Adherence Lessons from the Pharmacy Home Project

Directions in Pharmacy, May 2015, Volume 2, Issue 2

Each patient's experience with their medication(s) is unique, no matter how complex or simple the regimen.

In my role as a director for Community Care of North Carolina (CCNC), I’ve had the opportunity to witness the positive impact care management programs can have on patients’ lives. CCNC’s Pharmacy Home Project was established in 2006 in response to a rapidly increasing need to provide medical home wraparound supports for Medicaid recipients and the aged, blind, and disabled populations of North Carolina. Over the past decade, this project has ultimately served millions of patients via many types of payers through a focus on team-based, multi-setting, multidisciplinary, whole-patient care delivery in which each patient’s drug use narrative and individualized plan is constructed and shared among care team members.

The evidence is in: CCNC medical home enrollees have been shown to have adherence rates that are 4% to 8% higher than nonenrollees on a case-mix adjusted basis, with better outcomes and lower rates of hospitalization and total cost of care.1 Since 2013, over 300,000 drug therapy problems have been discovered among more than 50,000 patients. Here are a few of the patient adherence principles that have emerged:

Principle 1: Approach Each Patient as a “Snowflake”

Each patient’s experience with their medication(s) is unique, no matter how complex or simple the regimen. The patient experience has to be well understood to effectuate positive changes in drug use.

Principle 2: Adherence Counseling Without Clinical Review Is Nonsensical

Polypharmacy, undertreatment, interactions, identification of bad experiences with drugs, misunderstandings, and other “drug misadventures” need to be addressed before coaching so better adherence can ensue. In many instances, patient nonadherence can be safer and more advisable than adhering to the prescribed use of the medication, particularly in cases where the medication regimen is not optimized or maintains internal conflict between medications. Patients generally act rationally, and there is usually an understandable reason why the patient has altered their prescribed regimen.

* **Entries supplied**
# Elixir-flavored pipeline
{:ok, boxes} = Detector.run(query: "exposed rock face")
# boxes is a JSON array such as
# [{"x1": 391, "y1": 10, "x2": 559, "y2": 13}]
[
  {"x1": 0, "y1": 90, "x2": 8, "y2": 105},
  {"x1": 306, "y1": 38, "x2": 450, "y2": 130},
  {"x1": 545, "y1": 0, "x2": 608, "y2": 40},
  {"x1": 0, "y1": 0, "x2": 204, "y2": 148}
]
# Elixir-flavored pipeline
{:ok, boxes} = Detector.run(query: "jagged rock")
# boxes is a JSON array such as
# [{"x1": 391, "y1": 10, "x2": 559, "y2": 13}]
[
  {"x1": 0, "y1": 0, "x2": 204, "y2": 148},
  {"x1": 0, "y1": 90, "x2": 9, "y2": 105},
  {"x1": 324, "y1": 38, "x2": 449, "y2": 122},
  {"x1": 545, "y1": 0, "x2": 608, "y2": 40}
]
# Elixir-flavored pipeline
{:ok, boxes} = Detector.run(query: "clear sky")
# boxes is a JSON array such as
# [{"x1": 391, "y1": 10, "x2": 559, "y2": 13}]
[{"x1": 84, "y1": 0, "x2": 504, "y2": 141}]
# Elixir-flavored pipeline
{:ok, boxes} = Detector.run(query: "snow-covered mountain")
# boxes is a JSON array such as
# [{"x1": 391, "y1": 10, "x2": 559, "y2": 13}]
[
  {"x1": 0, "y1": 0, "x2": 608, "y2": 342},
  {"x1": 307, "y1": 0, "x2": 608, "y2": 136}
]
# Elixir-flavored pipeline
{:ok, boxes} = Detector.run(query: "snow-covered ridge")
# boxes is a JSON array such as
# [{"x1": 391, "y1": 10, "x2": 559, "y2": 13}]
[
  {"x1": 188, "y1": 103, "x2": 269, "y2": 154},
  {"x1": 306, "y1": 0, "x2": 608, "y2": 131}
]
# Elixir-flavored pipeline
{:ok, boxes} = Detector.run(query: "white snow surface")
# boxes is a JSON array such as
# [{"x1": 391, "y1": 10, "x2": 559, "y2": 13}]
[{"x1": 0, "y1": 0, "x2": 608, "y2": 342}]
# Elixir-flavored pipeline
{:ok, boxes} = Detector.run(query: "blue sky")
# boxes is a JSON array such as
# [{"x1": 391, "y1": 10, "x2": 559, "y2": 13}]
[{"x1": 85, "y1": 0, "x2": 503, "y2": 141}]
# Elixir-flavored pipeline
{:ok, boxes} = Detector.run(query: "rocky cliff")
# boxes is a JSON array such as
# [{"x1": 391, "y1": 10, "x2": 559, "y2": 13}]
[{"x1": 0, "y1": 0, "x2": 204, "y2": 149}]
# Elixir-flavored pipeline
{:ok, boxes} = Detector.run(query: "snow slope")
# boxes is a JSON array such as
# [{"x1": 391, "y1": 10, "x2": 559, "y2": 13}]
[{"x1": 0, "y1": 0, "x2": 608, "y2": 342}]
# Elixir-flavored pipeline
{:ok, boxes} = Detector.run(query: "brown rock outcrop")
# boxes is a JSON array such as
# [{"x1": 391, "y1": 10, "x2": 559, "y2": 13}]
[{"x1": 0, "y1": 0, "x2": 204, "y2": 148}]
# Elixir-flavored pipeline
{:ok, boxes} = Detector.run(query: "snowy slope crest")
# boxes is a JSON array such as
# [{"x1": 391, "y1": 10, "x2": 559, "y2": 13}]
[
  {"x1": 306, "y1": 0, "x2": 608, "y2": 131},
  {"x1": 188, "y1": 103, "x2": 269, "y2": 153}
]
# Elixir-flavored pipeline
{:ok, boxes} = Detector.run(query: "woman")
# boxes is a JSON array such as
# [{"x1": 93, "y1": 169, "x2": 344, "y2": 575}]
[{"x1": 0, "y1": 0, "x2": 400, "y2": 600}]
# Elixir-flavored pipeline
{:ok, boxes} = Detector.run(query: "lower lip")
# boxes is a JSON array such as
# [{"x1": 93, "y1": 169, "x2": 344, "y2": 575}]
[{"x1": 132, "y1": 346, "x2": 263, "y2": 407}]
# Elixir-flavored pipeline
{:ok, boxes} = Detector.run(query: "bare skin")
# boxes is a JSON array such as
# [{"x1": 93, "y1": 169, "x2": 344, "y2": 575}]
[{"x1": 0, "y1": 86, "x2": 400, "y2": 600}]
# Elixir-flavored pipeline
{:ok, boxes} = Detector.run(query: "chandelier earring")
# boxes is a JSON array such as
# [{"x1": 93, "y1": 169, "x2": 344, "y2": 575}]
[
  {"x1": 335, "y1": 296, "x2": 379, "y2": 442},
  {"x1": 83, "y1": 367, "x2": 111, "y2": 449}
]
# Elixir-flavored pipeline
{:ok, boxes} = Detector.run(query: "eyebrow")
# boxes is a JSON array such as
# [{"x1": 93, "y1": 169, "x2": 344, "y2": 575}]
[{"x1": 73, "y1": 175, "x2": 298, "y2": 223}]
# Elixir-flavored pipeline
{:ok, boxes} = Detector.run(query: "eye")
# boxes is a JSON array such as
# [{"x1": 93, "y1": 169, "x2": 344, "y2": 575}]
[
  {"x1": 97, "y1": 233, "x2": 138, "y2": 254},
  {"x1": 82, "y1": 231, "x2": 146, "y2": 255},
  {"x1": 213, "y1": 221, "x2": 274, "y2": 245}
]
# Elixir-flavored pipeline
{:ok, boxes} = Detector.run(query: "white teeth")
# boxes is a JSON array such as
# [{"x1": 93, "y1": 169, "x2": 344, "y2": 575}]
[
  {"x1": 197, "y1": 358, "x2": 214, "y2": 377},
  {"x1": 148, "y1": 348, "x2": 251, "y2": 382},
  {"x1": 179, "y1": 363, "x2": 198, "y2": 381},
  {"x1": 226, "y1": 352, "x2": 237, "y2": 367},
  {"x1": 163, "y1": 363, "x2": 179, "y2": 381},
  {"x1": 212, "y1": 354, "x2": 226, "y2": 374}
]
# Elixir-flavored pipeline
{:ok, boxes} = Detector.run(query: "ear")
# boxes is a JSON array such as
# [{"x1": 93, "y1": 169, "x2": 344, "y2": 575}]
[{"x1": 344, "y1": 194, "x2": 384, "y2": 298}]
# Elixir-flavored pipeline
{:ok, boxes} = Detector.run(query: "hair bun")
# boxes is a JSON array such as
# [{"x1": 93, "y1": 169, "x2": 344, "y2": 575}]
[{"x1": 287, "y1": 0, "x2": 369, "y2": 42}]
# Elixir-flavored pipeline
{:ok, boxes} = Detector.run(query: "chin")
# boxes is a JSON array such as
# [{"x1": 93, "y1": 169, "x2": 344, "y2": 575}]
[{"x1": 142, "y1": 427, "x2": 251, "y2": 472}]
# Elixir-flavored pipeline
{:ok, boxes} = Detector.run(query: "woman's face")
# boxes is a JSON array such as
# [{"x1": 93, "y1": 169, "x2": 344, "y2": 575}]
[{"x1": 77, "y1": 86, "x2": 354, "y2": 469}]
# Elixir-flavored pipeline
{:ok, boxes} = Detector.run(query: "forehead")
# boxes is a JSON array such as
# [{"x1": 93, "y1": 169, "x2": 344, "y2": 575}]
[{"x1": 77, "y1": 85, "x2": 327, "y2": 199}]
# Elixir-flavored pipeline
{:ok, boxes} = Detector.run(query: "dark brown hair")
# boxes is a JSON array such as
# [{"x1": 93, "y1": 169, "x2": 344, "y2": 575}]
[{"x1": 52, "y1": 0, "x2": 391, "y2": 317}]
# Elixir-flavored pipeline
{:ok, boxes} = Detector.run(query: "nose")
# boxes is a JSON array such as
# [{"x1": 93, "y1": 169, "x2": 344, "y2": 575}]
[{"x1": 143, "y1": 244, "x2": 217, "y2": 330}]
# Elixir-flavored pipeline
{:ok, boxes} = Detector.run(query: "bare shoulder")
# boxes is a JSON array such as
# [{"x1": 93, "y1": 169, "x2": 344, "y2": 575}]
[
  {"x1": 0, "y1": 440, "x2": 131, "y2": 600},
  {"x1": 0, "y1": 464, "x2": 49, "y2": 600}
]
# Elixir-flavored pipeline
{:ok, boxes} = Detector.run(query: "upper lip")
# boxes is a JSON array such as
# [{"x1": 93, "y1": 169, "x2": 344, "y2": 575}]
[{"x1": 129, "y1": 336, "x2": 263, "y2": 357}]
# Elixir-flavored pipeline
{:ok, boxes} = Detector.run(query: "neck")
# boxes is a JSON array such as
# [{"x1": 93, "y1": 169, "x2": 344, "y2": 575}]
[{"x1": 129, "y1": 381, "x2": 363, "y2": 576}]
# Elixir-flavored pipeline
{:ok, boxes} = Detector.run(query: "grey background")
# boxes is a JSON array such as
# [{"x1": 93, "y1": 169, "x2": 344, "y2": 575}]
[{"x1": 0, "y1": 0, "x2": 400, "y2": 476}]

* **Work to complete**
Return the part of the Pharmacy Home Project text starting at "Each patient’s experience" and ending at "their prescribed regimen.", copied word for word. The records come from a separate source and have no connection to the text about the Pharmacy Home Project.

* **Result**
Each patient’s experience with their medication(s) is unique, no matter how complex or simple the regimen. The patient experience has to be well understood to effectuate positive changes in drug use.

Principle 2: Adherence Counseling Without Clinical Review Is Nonsensical

Polypharmacy, undertreatment, interactions, identification of bad experiences with drugs, misunderstandings, and other “drug misadventures” need to be addressed before coaching so better adherence can ensue. In many instances, patient nonadherence can be safer and more advisable than adhering to the prescribed use of the medication, particularly in cases where the medication regimen is not optimized or maintains internal conflict between medications. Patients generally act rationally, and there is usually an understandable reason why the patient has altered their prescribed regimen.